Set problem:
Copy out, word for word, the entries from the line that contains "If you could tag each instance of the round" through the end of the entries, including both that line and the final one.
>> Begin
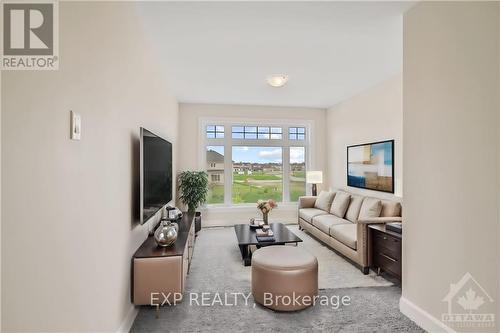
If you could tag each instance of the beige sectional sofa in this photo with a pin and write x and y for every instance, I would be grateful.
(340, 219)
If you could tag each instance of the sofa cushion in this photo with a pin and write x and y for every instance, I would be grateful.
(352, 213)
(308, 213)
(345, 233)
(390, 208)
(324, 222)
(371, 207)
(324, 200)
(340, 204)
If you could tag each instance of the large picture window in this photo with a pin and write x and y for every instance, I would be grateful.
(257, 174)
(256, 161)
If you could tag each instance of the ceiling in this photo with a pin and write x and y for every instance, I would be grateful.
(222, 52)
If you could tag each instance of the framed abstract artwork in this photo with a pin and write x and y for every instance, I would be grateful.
(371, 166)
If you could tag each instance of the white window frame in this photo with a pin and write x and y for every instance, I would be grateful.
(228, 142)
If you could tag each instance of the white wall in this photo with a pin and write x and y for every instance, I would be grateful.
(372, 115)
(451, 147)
(189, 116)
(68, 226)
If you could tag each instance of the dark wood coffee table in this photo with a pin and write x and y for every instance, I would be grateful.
(246, 238)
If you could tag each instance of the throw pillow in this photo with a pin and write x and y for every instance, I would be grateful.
(340, 204)
(354, 207)
(371, 207)
(324, 200)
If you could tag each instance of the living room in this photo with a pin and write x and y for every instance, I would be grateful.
(342, 117)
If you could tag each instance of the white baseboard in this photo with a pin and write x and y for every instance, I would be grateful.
(128, 320)
(421, 317)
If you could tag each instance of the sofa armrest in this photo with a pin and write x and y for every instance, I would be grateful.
(307, 202)
(388, 219)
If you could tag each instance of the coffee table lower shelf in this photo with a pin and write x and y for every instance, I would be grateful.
(246, 237)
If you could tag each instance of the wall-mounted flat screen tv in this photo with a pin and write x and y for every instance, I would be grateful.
(156, 174)
(371, 166)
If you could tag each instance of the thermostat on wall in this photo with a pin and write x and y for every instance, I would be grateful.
(76, 126)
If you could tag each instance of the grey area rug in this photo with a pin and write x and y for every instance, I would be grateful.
(217, 269)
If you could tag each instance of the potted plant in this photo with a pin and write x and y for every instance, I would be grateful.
(193, 188)
(265, 206)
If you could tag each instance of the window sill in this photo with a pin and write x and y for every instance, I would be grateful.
(215, 207)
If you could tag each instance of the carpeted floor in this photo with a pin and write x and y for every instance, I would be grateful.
(217, 268)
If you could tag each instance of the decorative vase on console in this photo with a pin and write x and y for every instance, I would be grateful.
(166, 234)
(265, 207)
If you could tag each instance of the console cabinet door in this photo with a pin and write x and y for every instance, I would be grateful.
(157, 277)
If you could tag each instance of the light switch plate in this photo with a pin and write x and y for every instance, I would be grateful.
(76, 126)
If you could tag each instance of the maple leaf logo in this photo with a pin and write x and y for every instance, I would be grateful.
(470, 301)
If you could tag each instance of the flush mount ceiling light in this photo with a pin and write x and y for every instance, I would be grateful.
(278, 80)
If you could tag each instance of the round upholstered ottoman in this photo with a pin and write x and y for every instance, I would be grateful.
(284, 278)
>> End
Correct response:
If you could tag each instance of the round upholstered ottoman in this photo with a pin and write x and y for every instance, I would be grateful.
(284, 278)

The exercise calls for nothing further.